-- START --
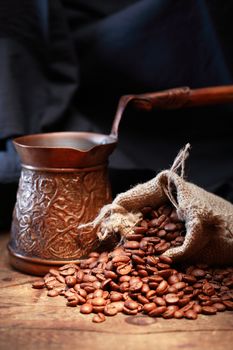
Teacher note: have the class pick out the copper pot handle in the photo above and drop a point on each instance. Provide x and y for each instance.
(173, 99)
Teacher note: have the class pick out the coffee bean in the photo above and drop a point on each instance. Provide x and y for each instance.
(115, 296)
(138, 276)
(131, 304)
(162, 287)
(53, 293)
(70, 281)
(99, 318)
(171, 298)
(38, 284)
(158, 311)
(110, 310)
(190, 314)
(98, 301)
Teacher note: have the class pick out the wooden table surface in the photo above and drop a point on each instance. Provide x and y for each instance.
(29, 319)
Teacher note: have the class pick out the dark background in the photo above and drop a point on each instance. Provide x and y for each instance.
(64, 65)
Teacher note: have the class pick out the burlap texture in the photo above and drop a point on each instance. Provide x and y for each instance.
(208, 218)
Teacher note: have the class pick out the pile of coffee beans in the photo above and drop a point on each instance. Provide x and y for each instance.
(135, 277)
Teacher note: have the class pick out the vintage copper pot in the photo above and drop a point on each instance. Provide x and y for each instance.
(64, 183)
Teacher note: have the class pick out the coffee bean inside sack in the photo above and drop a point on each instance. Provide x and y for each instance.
(136, 277)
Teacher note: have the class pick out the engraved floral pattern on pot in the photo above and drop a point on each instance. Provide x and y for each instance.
(49, 208)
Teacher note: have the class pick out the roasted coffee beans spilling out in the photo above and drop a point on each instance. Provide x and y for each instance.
(136, 277)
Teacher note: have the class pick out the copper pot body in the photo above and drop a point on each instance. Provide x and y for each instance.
(63, 184)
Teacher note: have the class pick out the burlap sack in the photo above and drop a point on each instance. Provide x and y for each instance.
(208, 218)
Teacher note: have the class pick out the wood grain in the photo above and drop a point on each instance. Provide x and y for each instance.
(29, 319)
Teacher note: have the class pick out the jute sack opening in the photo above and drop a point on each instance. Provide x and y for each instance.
(208, 218)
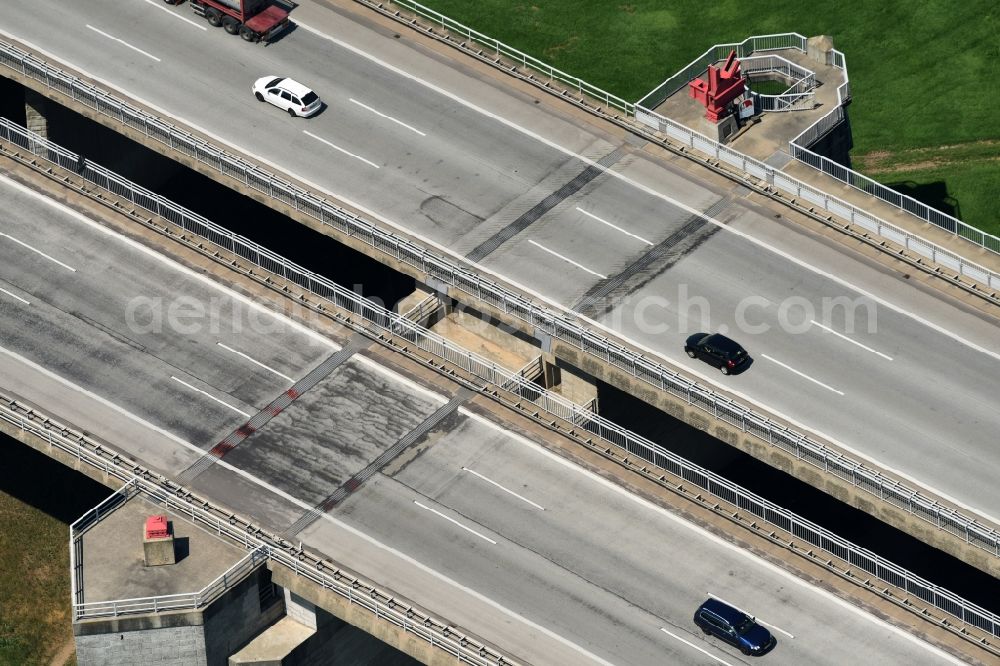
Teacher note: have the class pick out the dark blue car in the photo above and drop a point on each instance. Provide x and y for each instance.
(735, 627)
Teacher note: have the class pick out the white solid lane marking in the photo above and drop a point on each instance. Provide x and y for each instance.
(567, 259)
(159, 5)
(710, 536)
(506, 490)
(210, 396)
(525, 289)
(309, 507)
(616, 228)
(699, 649)
(387, 117)
(255, 362)
(452, 520)
(613, 174)
(657, 353)
(36, 251)
(183, 270)
(745, 612)
(15, 296)
(802, 374)
(123, 42)
(841, 335)
(336, 147)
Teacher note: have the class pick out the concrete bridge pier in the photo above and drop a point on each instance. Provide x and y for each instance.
(35, 113)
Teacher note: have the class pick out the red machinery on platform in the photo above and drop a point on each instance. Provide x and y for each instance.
(157, 527)
(724, 85)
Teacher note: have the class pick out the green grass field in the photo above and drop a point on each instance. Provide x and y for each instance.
(924, 75)
(39, 498)
(34, 588)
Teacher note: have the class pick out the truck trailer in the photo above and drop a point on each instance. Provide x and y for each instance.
(253, 20)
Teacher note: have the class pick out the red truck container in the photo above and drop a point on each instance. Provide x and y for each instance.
(253, 20)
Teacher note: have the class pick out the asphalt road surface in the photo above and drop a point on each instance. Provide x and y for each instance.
(470, 520)
(652, 249)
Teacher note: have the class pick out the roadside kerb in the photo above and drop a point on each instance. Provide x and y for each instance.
(200, 511)
(435, 269)
(382, 325)
(502, 55)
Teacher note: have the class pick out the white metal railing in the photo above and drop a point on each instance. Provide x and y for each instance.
(750, 45)
(801, 82)
(377, 320)
(817, 199)
(799, 149)
(462, 278)
(500, 50)
(199, 511)
(83, 610)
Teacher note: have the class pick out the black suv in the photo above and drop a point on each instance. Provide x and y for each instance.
(718, 350)
(735, 627)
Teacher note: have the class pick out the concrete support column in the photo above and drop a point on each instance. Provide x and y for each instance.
(551, 374)
(34, 110)
(818, 48)
(301, 610)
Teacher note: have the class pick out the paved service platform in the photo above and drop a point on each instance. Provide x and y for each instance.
(113, 566)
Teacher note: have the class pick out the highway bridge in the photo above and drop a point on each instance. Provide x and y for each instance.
(642, 245)
(575, 214)
(475, 517)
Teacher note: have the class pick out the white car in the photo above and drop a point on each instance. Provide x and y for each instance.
(287, 94)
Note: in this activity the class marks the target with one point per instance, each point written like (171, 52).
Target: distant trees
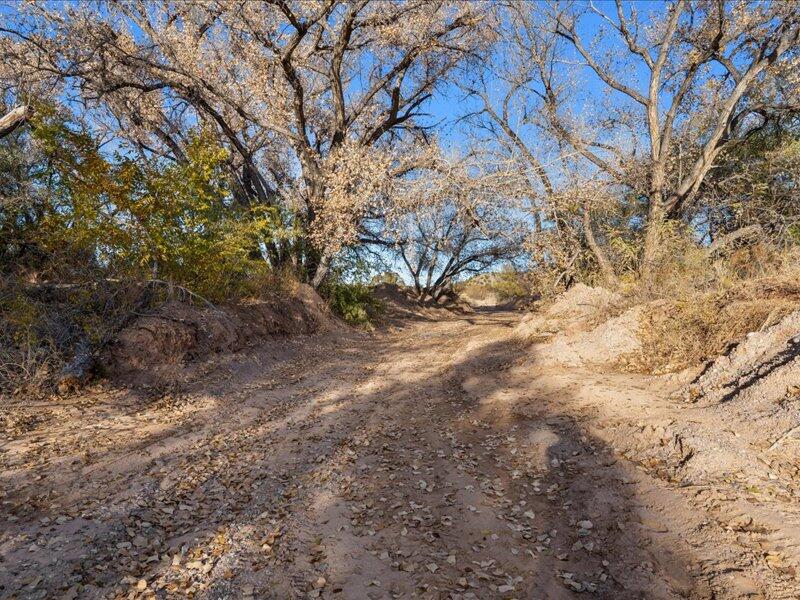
(611, 124)
(649, 101)
(451, 218)
(290, 89)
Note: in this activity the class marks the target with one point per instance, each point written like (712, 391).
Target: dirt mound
(177, 333)
(578, 309)
(608, 343)
(768, 361)
(400, 303)
(581, 327)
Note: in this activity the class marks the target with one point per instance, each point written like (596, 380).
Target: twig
(188, 291)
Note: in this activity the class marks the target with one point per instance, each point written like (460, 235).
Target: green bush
(353, 302)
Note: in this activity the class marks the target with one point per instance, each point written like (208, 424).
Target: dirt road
(432, 461)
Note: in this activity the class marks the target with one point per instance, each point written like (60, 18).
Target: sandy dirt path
(431, 461)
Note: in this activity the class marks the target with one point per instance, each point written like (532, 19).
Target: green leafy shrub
(353, 302)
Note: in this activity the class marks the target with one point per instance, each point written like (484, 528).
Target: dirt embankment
(163, 344)
(730, 431)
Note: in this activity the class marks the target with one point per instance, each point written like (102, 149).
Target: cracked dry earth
(431, 461)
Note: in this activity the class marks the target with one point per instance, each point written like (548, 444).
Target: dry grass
(705, 308)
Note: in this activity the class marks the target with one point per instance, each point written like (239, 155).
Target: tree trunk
(607, 270)
(14, 119)
(652, 239)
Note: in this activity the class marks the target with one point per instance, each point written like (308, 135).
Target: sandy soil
(435, 460)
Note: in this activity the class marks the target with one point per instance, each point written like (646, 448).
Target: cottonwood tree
(678, 86)
(288, 86)
(450, 218)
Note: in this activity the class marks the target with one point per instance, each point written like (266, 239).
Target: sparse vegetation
(408, 298)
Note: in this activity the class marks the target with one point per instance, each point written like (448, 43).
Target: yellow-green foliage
(169, 221)
(706, 305)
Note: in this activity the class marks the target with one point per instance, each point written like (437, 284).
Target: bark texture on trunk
(14, 119)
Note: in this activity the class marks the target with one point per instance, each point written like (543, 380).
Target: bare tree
(454, 217)
(680, 85)
(285, 84)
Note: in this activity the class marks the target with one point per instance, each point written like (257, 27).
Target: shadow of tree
(368, 466)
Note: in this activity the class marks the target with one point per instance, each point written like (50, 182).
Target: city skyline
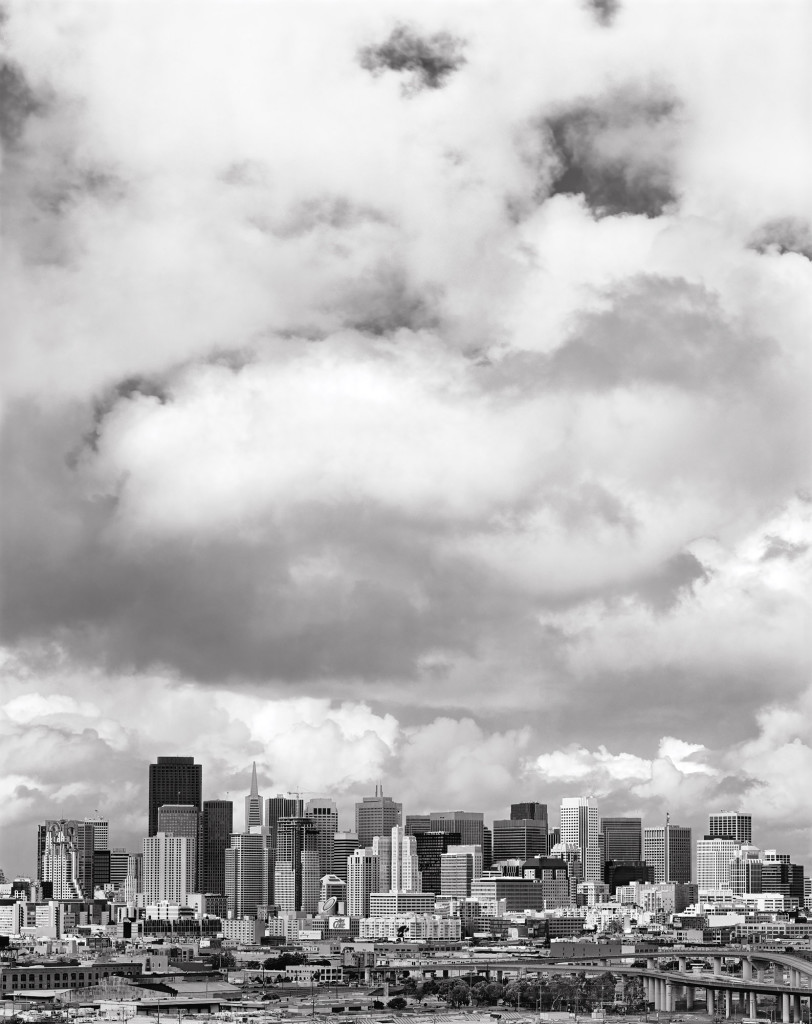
-- END --
• What is needed: Repeat only the lines from the line with "like (437, 284)." to the end of the entries, including both the first and the last line, and drop every picture.

• The reply:
Note: in this activity the class marks the target with one point per instance, each point written like (437, 284).
Target: bark texture on trunk
(14, 119)
Note: in this activity the class marks the target with one point per instance, each point written like (543, 380).
Target: bare tree
(454, 217)
(680, 85)
(285, 84)
Note: in this activity the class marks the target with one point per instance, each point written like (257, 27).
Target: shadow of tree
(368, 466)
Note: in this activity the class marks the target with one point per instance, each point written like (50, 182).
Target: city skyline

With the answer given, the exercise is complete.